Ejercicio 1: Copie el fragmento seleccionado desde "Además de sus" hasta "su último lecho.", ambos incluidos, y cambie "cometa" por "lucero".
Ejercicio 2: De acuerdo con el fragmento seleccionado, ¿de qué obra se estrenará una versión este mes de abril?

Fragmento seleccionado:
-- -- --
Para él, la perfección amorosa era despertarse al lado de una mujer con quien poder hablar de literatura después de hacer el amor
Inmune al aburrimiento, inventaba compulsivamente aventuras que traspasaron el umbral de los libros. Así buscó, uno a uno, a sus Hijos de Mary Shelley, plataforma, hermandad que sigue viva y desarrolló su gran talento de hacer amigos a sus amigos. Conmovido por la soledad los monstruos a los que entendía a la perfección, de esa reunión de escritores fascinados por lo fantástico, surgió la compañía teatral que creamos juntos. Siempre me echabas la culpa de haberte subido a un escenario del que luego no quisiste bajarte. Qué poquito pude devolverte… Este mes de abril se estrenará tu versión de Los Santos Inocentes que tanta ilusión te hacía y que vivirá por ti. Una inmensa pieza póstuma de tu legado.
Además de sus palabras, el ser humano que fue deja mucho amor detrás. Su corazón fue siempre niño hasta antes de morir, con la capacidad de amar mucho y amar bien, y dejar la estela luminosa de un cometa en las que fueron las compañeras de su vida. Para él, la perfección amorosa era despertarse al lado de una mujer con quien poder hablar de literatura después de hacer el amor. Tuvo la suerte de tener a su lado en esta última y vibrante etapa de su vida a Rosa, la más fuerte y dulce compañera en la vida y en la ficción, con quien habló de libros en su último lecho.
-- -- --
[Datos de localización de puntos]

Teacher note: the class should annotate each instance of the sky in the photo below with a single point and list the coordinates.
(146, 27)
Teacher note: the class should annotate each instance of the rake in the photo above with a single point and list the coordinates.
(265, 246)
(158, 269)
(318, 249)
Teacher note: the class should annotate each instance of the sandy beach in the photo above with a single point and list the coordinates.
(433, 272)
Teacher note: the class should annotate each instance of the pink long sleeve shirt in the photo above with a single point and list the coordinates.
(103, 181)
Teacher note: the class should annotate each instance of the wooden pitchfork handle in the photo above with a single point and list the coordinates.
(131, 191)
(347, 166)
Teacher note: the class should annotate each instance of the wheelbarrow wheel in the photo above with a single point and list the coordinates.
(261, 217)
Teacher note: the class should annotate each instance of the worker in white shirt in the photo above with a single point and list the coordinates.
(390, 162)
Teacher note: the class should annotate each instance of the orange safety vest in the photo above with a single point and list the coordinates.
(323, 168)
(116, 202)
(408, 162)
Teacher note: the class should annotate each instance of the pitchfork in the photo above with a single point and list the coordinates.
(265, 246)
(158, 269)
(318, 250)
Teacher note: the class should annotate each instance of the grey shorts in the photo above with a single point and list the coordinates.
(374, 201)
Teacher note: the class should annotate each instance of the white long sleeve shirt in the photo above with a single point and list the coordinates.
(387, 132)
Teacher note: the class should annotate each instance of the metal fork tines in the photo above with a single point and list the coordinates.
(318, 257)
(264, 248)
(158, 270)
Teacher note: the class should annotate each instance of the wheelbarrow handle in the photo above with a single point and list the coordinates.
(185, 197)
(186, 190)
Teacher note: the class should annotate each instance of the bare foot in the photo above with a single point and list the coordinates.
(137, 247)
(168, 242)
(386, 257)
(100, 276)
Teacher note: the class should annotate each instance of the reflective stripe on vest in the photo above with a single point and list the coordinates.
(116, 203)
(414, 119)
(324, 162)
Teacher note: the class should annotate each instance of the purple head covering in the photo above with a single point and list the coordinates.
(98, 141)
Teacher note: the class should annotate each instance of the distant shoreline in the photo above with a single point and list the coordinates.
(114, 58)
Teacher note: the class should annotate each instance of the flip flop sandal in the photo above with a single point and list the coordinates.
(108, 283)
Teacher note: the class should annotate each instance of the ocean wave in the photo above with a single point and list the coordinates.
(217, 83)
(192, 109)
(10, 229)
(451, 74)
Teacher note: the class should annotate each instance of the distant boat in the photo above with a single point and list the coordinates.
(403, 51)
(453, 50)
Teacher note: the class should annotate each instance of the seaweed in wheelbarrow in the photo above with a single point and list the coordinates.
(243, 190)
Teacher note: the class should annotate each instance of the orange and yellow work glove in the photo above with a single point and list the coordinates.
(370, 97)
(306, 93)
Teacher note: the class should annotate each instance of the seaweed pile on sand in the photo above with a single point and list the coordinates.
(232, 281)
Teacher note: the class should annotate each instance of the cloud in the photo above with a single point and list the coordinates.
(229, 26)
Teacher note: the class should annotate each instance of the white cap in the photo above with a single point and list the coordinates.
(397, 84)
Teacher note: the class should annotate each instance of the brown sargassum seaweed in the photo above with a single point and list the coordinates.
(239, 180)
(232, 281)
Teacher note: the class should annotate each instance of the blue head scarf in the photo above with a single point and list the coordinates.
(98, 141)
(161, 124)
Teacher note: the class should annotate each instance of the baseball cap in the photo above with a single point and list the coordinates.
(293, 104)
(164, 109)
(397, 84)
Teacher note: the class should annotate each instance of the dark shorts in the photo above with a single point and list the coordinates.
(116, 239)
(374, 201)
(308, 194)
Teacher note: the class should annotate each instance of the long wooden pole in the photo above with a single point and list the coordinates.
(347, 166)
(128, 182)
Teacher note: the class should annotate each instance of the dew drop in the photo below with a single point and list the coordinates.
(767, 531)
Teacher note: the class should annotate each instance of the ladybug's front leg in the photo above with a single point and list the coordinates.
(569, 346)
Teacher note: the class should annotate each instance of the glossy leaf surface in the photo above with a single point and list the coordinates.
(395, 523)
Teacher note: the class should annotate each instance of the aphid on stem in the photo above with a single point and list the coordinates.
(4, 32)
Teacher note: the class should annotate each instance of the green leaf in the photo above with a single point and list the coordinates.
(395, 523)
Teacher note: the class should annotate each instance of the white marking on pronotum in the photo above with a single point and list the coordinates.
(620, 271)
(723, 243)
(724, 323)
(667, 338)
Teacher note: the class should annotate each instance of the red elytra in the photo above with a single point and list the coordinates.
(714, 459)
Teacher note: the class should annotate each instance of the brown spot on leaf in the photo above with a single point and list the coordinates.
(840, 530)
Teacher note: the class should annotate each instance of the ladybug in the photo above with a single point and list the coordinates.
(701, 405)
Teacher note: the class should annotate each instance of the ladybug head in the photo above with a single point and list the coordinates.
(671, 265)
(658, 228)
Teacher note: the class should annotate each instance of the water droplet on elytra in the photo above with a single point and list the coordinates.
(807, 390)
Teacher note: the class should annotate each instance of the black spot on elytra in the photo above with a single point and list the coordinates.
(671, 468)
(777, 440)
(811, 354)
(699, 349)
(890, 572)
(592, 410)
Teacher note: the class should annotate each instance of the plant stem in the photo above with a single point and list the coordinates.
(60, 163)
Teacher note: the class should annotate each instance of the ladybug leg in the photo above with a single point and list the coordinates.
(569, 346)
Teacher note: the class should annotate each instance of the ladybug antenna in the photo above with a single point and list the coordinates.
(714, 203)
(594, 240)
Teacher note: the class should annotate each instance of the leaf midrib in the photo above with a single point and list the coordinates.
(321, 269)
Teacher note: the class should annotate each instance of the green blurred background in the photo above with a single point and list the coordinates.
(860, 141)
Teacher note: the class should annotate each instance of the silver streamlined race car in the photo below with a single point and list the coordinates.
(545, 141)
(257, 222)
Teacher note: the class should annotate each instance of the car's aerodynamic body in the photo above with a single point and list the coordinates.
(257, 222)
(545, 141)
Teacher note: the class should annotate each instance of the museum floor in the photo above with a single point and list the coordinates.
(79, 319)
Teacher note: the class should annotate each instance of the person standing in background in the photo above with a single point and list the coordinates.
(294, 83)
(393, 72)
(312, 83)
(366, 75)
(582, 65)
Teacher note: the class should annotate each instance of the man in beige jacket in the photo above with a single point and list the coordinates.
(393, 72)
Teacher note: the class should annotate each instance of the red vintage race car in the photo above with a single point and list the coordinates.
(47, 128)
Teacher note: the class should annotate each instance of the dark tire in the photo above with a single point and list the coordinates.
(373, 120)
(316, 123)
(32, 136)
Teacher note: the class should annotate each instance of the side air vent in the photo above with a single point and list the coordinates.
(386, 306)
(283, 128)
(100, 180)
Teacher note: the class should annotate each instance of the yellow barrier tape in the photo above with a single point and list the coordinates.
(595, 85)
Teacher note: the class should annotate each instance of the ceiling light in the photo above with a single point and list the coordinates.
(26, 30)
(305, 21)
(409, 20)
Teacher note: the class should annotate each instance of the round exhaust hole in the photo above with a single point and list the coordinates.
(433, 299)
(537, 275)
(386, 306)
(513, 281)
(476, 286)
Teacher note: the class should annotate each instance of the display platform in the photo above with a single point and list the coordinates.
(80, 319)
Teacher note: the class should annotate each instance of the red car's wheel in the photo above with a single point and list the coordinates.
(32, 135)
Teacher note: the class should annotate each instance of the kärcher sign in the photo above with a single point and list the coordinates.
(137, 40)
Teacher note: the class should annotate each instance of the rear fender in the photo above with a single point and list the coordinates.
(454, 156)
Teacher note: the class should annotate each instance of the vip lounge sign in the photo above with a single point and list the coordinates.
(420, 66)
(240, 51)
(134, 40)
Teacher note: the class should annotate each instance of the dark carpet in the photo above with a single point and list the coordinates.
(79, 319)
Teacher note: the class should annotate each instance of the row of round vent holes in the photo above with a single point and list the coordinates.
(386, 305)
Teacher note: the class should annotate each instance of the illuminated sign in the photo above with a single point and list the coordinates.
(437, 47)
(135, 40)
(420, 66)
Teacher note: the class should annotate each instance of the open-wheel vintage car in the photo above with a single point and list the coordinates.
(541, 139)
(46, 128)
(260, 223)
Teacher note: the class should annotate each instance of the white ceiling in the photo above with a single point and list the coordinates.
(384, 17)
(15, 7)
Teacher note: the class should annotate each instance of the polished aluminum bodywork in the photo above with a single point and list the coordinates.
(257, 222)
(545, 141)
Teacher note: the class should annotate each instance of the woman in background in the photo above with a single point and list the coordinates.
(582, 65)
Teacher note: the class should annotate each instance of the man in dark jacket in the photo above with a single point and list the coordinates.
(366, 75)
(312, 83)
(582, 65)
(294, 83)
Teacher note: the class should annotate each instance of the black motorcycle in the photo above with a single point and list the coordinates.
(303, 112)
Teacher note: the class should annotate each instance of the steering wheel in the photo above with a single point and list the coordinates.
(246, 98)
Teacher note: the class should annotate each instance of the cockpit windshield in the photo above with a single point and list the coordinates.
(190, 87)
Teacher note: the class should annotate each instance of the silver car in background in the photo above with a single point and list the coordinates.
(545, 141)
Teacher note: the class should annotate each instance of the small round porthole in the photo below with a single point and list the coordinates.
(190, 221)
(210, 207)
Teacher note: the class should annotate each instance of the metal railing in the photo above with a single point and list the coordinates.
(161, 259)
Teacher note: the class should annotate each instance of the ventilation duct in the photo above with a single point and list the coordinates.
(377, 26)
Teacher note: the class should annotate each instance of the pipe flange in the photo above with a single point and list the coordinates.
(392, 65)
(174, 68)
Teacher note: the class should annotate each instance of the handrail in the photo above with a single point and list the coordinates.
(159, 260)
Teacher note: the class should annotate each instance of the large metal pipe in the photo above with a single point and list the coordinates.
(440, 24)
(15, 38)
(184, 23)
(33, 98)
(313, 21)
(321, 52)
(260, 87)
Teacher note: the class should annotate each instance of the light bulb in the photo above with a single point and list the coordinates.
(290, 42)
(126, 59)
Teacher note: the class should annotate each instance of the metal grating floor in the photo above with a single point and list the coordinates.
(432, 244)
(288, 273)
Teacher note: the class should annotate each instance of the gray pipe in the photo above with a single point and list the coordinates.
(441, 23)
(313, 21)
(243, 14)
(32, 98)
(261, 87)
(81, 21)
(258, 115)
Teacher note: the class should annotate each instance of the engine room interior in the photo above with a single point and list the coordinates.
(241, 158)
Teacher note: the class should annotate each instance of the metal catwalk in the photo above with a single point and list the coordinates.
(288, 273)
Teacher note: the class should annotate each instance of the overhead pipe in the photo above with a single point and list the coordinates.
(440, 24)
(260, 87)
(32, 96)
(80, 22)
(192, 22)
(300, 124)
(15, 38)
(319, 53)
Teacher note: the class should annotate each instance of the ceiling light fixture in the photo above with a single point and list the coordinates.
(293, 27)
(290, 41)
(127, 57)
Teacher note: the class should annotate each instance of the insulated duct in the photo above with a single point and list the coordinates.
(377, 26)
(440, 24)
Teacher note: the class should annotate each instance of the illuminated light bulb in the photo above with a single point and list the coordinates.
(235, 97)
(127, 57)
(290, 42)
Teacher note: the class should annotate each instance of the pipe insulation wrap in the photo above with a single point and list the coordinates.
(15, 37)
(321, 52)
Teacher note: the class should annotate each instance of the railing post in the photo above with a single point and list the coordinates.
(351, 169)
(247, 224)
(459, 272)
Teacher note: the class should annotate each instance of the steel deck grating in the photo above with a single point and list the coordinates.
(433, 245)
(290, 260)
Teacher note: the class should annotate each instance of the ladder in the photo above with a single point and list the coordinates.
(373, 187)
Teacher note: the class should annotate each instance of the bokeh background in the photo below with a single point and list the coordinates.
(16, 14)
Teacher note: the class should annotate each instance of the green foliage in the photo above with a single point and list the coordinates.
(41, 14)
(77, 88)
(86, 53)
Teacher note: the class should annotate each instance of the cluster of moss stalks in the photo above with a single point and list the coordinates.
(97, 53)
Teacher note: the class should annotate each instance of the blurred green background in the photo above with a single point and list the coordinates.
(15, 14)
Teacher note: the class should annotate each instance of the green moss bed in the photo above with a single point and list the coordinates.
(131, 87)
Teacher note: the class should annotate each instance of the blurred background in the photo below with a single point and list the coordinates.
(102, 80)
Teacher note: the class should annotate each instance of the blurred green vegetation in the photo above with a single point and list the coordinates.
-- -- --
Respuesta 1:
Además de sus palabras, el ser humano que fue deja mucho amor detrás. Su corazón fue siempre niño hasta antes de morir, con la capacidad de amar mucho y amar bien, y dejar la estela luminosa de un lucero en las que fueron las compañeras de su vida. Para él, la perfección amorosa era despertarse al lado de una mujer con quien poder hablar de literatura después de hacer el amor. Tuvo la suerte de tener a su lado en esta última y vibrante etapa de su vida a Rosa, la más fuerte y dulce compañera en la vida y en la ficción, con quien habló de libros en su último lecho.

Respuesta 2: De Los Santos Inocentes.